MATERIAL PROVIDED »

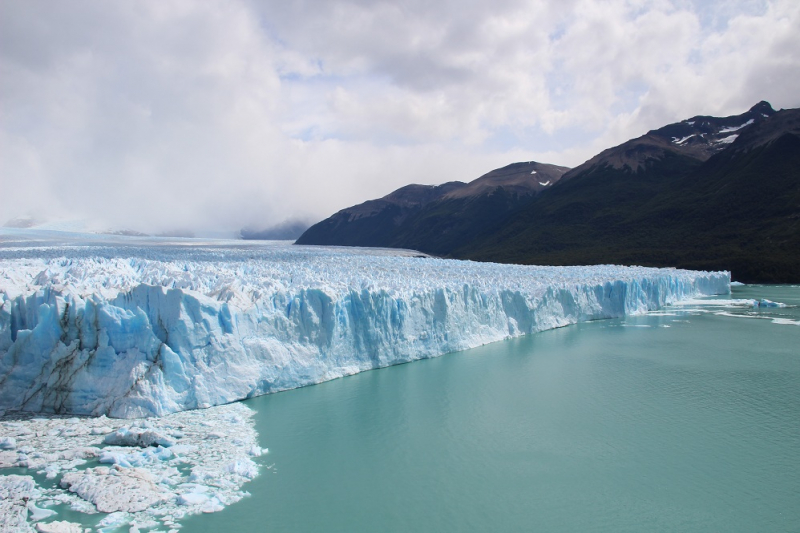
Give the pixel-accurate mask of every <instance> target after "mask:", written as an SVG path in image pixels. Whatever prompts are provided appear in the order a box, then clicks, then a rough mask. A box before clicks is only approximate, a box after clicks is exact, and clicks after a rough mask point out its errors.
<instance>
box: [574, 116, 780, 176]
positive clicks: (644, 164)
mask: <svg viewBox="0 0 800 533" xmlns="http://www.w3.org/2000/svg"><path fill="white" fill-rule="evenodd" d="M774 114H775V110H774V109H772V106H771V105H770V104H769V103H767V102H763V101H762V102H759V103H758V104H756V105H754V106H753V107H752V108H750V110H749V111H747V112H746V113H742V114H741V115H733V116H730V117H711V116H696V117H692V118H690V119H687V120H683V121H681V122H677V123H675V124H669V125H668V126H664V127H662V128H659V129H657V130H651V131H649V132H647V133H646V134H644V135H642V136H641V137H637V138H636V139H631V140H630V141H627V142H624V143H622V144H621V145H619V146H615V147H613V148H609V149H607V150H603V151H602V152H600V153H599V154H598V155H596V156H594V157H593V158H591V159H589V160H588V161H586V162H585V163H583V164H582V165H579V166H577V167H575V168H573V169H572V170H570V171H569V172H568V173H567V175H566V176H564V178H565V179H567V180H568V179H571V178H574V177H575V176H579V175H581V174H585V173H586V172H591V171H594V170H597V169H599V168H603V167H605V166H610V167H612V168H614V169H618V170H622V169H625V168H627V169H630V170H632V171H634V172H636V171H638V170H640V169H642V168H644V167H646V166H647V164H648V161H657V160H660V159H663V158H664V157H666V156H667V155H668V154H669V155H676V156H682V157H686V158H689V159H694V160H697V161H706V160H707V159H708V158H710V157H711V156H713V155H714V154H717V153H719V152H721V151H723V150H725V149H726V148H728V147H729V146H730V145H731V143H733V142H734V141H735V140H736V138H737V137H738V136H739V135H740V134H741V133H742V131H743V130H744V129H745V128H747V127H748V126H750V125H752V124H756V123H761V122H763V121H764V120H765V119H767V118H769V117H771V116H773V115H774Z"/></svg>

WORK TASK » Could you convert all of the data above into a JSON list of strings, one string per line, with blank lines and the pictures left out?

SOLUTION FOR THIS PROBLEM »
[
  "Give the pixel-accurate mask of every <instance> target after \"mask:\", written as an SVG path in image pixels. Whatever prompts are provided appear in the order a box, then clicks, then a rough mask. A box before clicks is only approximate, a box after clicks is exact, and clicks after a rough mask point out its errors.",
  "<instance>",
  "box: [574, 116, 780, 176]",
  "positive clicks: (644, 164)",
  "mask: <svg viewBox=\"0 0 800 533\" xmlns=\"http://www.w3.org/2000/svg\"><path fill=\"white\" fill-rule=\"evenodd\" d=\"M774 114H775V110H774V109H772V106H771V105H770V104H769V103H767V102H763V101H762V102H759V103H758V104H756V105H754V106H753V107H752V108H750V110H749V111H747V112H746V113H742V114H741V115H733V116H730V117H711V116H696V117H692V118H690V119H687V120H683V121H681V122H677V123H675V124H669V125H668V126H664V127H662V128H659V129H657V130H651V131H649V132H647V133H646V134H644V135H642V136H641V137H637V138H636V139H631V140H630V141H627V142H624V143H622V144H621V145H619V146H615V147H613V148H609V149H607V150H603V151H602V152H600V153H599V154H598V155H596V156H594V157H593V158H591V159H589V160H588V161H586V162H585V163H583V164H582V165H579V166H577V167H575V168H573V169H572V170H570V171H569V172H568V173H567V175H566V176H564V178H565V179H567V180H568V179H571V178H574V177H575V176H579V175H581V174H585V173H586V172H591V171H594V170H597V169H599V168H603V167H605V166H610V167H612V168H614V169H618V170H622V169H625V168H627V169H630V170H632V171H634V172H636V171H638V170H640V169H642V168H644V167H646V166H647V164H648V161H657V160H660V159H663V158H664V157H666V156H667V155H668V154H669V155H676V156H682V157H686V158H689V159H694V160H697V161H706V160H707V159H708V158H710V157H711V156H713V155H714V154H717V153H719V152H721V151H723V150H725V149H726V148H728V147H729V146H730V145H731V143H733V142H734V141H735V140H736V138H737V137H738V136H739V135H740V134H741V133H742V131H743V130H744V129H745V128H747V127H748V126H750V125H752V124H756V123H761V122H763V121H764V120H765V119H767V118H769V117H771V116H773V115H774Z\"/></svg>"
]